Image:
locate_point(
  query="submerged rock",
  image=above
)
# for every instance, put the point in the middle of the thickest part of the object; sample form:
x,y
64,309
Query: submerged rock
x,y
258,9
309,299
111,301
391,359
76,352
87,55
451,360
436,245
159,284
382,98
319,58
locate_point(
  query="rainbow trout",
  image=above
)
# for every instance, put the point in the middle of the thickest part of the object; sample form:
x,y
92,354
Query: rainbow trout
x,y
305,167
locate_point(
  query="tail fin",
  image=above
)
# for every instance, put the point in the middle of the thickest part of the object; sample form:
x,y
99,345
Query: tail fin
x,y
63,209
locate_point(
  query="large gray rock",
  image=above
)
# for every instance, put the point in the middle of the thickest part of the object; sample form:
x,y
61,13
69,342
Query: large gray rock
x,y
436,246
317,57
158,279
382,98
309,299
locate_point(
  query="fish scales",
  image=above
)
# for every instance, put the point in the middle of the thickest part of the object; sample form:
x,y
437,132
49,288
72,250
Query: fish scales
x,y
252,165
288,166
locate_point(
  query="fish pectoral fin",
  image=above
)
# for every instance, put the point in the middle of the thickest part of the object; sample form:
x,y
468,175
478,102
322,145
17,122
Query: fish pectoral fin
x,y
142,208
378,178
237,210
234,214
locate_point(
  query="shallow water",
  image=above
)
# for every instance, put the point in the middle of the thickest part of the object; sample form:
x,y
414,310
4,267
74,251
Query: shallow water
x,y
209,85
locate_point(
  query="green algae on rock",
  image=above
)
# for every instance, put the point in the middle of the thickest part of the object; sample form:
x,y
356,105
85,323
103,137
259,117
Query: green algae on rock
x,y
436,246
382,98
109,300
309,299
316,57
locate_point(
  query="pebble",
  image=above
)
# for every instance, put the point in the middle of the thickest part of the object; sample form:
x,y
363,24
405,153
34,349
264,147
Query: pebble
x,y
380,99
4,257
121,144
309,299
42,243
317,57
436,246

What you will do: Write out every line of the material exactly as it appears.

Answer space:
Image:
locate_point(
  query="submerged rock",
  image=above
)
# for every instance, put the point in the middle of the thickest part of the object; sample form:
x,y
64,309
Query: submerged rock
x,y
258,9
309,299
111,301
391,359
76,352
87,55
451,360
436,245
159,284
382,98
319,58
locate_point(
  query="rainbow trout",
  image=above
)
# for every instance, put the point in the middle of the thickest part of the object; sample form:
x,y
92,354
Query: rainbow trout
x,y
305,167
locate_point(
  query="tail fin",
  image=above
)
# for every instance, put the point in the middle of the thickest part of the object; sample form:
x,y
99,345
Query: tail fin
x,y
63,209
locate_point(
  query="large gray rock",
  image=above
)
# for every instance, put the point in the middle of the thickest part of the object; sample form:
x,y
61,13
69,342
Query: large gray rock
x,y
436,246
317,57
158,279
382,98
309,299
locate_point(
  query="fish scales",
  image=above
)
# for every instance, put the point in the middle of the thickest part of the object; sample form:
x,y
437,132
49,288
72,250
Query: fish scales
x,y
252,165
288,166
locate_point(
  query="fish pectoral fin",
  image=above
)
# for every instance, put the point in the middle of the thickest part of the object; sample form:
x,y
468,175
478,102
322,145
17,122
Query: fish pectoral fin
x,y
142,208
378,178
237,210
234,214
locate_point(
  query="shallow water",
  image=above
)
# for every instance, put the point in the middle of the thickest part of the object; sample form:
x,y
414,310
4,267
74,251
Query: shallow water
x,y
209,85
locate_point(
  query="green algae on rock",
  image=above
)
# for every instance, put the point in the middle of the thickest part of the object; sample form:
x,y
356,105
85,323
103,137
259,117
Query: green algae on rock
x,y
436,246
382,98
109,300
309,299
316,57
locate_point(
  query="pebble",
  image=above
)
# for every instance, put the point in the middle of the thickest part of the object; sample form:
x,y
363,24
405,153
34,349
264,147
Query: pebble
x,y
380,99
4,257
121,144
309,299
42,243
317,57
436,246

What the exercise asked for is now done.